--- Start Source text ---

Speaking of Danny Granger, the drafting of Joey Graham is another reason why the Raps are not as far along as they could be. Missing on first round picks (let alone medium to high draft picks) is detrimental to any team. The Spurs, Lakers, Hornets, Jazz and Pistons (save for Darko) have all drafted well over the years and have avoided their version of Joey Graham. I hoped the glut of 2’s and 3’s on this team would push Joey to step up but I would say his window of opportunity has closed.
Humphries is a tough guy to grade, maybe the toughest on the team. At times he was worth of an A, a pleasant surprise off the bench with his hustle, interior scoring and rebounding. At others, he was worth of a D being a non-factor in games and sometimes a hindrance to the Raptors offence. And on top of this, he didn’t get a lot of playing time to try and prove his worth. Therefore in the end, he goes somewhere in the middle for me. He’s a nice guy to have coming off the bench as an eighth or ninth man, but I did expect him to play more of a role for the Raptors this season.
Hump was a disappointment to me. Sure his floor time was sporadic but I figured we would have seen some Jason Maxiell things from him. Hump clearly had an up and down year and I didn’t see much improvement from last year. He is still a little too shot happy and is guilty of trying to make the highlight play rather than the smart play. I like the effort but sometimes it is a little misguided. He is locked-up for another couple of years so hopefully he doesn’t plateau because the contract situation is no longer a motivating force.

--- End Source text ---
--- Start Raw data ---

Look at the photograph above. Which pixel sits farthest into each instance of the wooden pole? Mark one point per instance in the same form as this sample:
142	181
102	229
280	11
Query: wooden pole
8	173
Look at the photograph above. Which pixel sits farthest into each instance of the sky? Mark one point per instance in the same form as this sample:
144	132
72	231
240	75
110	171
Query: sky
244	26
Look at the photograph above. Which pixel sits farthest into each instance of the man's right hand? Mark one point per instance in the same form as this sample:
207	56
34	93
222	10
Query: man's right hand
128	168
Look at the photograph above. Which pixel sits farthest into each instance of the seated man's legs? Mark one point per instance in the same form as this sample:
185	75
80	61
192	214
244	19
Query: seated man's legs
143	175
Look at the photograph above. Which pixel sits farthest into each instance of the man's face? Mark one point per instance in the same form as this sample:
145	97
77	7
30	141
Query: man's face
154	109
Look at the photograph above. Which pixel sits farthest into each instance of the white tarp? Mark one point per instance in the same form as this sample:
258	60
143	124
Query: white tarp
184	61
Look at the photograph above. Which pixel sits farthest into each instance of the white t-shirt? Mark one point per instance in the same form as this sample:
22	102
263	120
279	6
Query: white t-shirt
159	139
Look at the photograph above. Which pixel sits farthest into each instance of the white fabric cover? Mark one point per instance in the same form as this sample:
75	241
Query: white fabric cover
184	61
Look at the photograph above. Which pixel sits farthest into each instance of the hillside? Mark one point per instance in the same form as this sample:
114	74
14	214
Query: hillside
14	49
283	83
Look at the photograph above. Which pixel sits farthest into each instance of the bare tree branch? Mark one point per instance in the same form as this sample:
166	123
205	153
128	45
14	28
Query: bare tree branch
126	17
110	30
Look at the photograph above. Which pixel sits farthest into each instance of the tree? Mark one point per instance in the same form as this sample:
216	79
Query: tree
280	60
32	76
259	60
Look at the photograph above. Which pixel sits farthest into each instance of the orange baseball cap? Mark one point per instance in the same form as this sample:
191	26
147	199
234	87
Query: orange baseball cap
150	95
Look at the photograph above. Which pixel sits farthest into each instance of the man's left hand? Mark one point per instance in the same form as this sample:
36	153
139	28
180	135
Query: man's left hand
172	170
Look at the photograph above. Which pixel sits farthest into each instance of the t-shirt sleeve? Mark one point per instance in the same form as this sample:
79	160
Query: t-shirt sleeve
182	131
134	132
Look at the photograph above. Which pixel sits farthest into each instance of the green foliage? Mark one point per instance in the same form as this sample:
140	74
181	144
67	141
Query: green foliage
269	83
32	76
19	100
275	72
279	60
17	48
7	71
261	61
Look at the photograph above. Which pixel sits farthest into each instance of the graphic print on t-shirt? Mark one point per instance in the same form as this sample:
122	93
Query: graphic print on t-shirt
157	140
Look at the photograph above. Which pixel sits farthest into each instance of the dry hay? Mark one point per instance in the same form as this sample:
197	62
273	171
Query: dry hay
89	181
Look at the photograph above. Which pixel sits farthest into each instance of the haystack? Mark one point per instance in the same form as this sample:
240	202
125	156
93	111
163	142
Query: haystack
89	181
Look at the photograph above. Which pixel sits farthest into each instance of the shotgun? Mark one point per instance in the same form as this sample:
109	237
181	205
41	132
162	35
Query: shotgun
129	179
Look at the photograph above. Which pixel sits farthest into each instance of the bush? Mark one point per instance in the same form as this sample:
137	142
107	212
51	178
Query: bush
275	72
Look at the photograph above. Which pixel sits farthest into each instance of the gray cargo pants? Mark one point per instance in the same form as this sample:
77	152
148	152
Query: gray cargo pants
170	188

--- End Raw data ---

▶ [Given instruction] Reproduce the Raptors player commentary above word for word, from start to finish.

▶ [Full solution]
Speaking of Danny Granger, the drafting of Joey Graham is another reason why the Raps are not as far along as they could be. Missing on first round picks (let alone medium to high draft picks) is detrimental to any team. The Spurs, Lakers, Hornets, Jazz and Pistons (save for Darko) have all drafted well over the years and have avoided their version of Joey Graham. I hoped the glut of 2’s and 3’s on this team would push Joey to step up but I would say his window of opportunity has closed.
Humphries is a tough guy to grade, maybe the toughest on the team. At times he was worth of an A, a pleasant surprise off the bench with his hustle, interior scoring and rebounding. At others, he was worth of a D being a non-factor in games and sometimes a hindrance to the Raptors offence. And on top of this, he didn’t get a lot of playing time to try and prove his worth. Therefore in the end, he goes somewhere in the middle for me. He’s a nice guy to have coming off the bench as an eighth or ninth man, but I did expect him to play more of a role for the Raptors this season.
Hump was a disappointment to me. Sure his floor time was sporadic but I figured we would have seen some Jason Maxiell things from him. Hump clearly had an up and down year and I didn’t see much improvement from last year. He is still a little too shot happy and is guilty of trying to make the highlight play rather than the smart play. I like the effort but sometimes it is a little misguided. He is locked-up for another couple of years so hopefully he doesn’t plateau because the contract situation is no longer a motivating force.